[YOUR GOAL]:
List each line of the data below that contains the word "covered".

[DATA EXTRACT]:
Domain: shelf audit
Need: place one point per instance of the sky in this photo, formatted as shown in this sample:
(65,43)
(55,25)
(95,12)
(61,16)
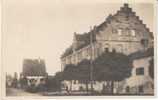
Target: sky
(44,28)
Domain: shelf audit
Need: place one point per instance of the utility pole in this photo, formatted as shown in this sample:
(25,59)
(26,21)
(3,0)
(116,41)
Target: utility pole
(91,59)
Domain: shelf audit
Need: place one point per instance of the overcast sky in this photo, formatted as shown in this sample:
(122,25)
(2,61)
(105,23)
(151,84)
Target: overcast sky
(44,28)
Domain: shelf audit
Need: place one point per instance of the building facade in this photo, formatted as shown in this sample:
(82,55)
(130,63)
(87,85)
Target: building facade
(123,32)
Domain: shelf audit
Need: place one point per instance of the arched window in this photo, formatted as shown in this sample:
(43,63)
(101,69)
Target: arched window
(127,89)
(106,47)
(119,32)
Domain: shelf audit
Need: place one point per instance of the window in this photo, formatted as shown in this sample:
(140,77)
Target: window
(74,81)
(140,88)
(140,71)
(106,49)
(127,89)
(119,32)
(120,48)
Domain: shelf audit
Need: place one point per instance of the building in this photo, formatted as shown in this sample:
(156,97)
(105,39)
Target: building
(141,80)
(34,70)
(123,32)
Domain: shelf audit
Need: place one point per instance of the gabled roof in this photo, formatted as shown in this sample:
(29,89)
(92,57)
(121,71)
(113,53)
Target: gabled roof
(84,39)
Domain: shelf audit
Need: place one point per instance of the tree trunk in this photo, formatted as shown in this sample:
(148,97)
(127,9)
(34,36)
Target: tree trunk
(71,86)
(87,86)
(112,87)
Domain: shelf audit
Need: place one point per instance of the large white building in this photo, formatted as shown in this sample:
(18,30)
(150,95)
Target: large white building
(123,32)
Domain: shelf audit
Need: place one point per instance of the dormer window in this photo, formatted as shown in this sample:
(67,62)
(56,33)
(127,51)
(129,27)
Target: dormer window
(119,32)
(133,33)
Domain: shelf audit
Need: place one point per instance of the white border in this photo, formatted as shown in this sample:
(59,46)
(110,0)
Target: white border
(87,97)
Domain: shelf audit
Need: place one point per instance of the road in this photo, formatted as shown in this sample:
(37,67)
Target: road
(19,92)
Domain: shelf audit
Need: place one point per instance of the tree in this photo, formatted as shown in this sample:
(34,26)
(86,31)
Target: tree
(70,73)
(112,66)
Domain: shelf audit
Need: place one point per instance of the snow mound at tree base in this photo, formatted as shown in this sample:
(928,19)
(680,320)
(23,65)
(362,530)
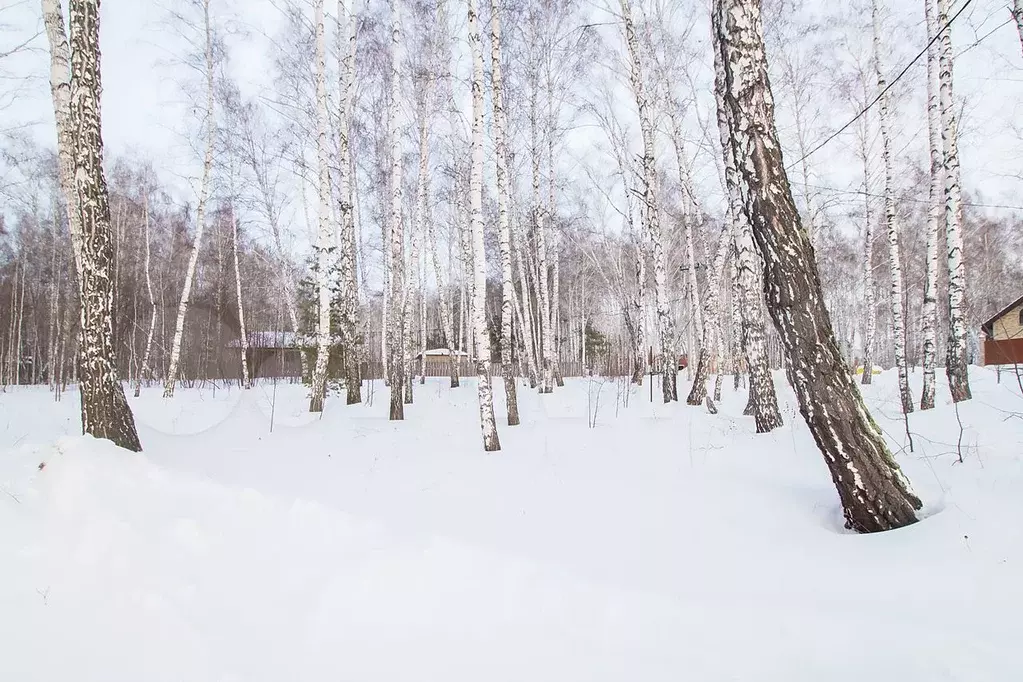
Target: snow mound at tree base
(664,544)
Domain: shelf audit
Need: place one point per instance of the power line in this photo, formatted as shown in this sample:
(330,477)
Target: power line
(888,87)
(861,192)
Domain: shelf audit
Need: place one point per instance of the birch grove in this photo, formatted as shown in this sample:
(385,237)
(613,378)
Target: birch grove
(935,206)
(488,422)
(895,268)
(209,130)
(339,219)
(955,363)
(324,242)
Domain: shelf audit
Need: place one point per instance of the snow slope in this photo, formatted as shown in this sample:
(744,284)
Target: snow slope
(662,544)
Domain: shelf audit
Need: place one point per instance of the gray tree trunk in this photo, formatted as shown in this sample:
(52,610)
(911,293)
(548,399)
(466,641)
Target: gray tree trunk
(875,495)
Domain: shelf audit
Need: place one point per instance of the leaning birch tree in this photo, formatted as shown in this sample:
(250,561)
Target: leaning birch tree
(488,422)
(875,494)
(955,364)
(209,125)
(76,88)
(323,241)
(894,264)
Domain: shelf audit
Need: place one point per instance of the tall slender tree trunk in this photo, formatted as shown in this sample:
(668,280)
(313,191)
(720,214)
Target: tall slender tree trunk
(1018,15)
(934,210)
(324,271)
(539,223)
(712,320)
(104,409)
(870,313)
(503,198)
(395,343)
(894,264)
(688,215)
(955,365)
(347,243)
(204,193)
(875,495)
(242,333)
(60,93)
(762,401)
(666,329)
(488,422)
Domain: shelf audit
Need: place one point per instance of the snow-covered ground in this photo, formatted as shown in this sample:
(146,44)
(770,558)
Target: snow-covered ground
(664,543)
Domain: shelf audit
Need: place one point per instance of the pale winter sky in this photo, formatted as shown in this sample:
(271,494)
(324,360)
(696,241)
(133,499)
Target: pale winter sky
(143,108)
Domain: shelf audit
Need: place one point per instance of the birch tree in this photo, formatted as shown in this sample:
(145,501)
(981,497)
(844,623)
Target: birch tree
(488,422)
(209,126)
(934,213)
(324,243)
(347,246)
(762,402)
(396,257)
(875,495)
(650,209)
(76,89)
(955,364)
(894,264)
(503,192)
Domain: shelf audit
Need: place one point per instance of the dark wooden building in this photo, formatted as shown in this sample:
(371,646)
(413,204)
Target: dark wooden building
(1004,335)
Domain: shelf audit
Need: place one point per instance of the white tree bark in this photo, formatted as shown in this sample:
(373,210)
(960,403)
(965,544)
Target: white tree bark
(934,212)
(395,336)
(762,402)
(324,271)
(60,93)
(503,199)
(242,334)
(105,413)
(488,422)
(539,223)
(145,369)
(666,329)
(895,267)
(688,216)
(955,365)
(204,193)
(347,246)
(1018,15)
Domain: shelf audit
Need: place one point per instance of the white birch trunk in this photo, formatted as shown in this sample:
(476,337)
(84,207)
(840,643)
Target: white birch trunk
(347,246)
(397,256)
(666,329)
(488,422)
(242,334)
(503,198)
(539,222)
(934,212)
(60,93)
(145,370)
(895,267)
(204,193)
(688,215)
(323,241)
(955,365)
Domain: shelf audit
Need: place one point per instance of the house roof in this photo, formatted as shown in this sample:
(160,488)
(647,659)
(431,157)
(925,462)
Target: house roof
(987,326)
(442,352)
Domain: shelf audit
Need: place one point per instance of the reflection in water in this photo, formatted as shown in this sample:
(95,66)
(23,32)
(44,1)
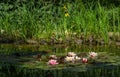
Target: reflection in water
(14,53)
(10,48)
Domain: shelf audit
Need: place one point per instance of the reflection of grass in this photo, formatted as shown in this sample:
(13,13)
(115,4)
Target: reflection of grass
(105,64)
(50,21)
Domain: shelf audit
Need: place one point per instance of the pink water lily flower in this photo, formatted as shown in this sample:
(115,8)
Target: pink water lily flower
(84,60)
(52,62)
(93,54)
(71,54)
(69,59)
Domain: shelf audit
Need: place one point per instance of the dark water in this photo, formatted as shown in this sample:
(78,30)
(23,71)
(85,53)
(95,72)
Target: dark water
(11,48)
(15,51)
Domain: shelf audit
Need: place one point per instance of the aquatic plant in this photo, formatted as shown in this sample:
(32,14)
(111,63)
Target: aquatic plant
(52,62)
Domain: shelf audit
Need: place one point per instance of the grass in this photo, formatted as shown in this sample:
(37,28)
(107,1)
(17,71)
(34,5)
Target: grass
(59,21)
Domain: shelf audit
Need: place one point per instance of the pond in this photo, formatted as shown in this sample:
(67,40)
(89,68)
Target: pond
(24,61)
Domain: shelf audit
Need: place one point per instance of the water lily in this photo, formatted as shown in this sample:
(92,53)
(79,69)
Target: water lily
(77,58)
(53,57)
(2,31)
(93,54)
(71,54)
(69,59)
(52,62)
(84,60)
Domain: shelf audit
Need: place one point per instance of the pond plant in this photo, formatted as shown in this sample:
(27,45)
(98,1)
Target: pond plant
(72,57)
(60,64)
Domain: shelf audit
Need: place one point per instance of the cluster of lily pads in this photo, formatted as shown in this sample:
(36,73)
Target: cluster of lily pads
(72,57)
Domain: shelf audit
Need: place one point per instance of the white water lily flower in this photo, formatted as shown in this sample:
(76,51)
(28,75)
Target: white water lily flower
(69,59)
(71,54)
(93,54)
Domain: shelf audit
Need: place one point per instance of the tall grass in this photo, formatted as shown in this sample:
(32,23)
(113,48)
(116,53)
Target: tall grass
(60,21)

[PROBLEM SOLUTION]:
Need: place one point per instance of the snow-covered ground in this photo, formatted as shown in this sample:
Target: snow-covered ground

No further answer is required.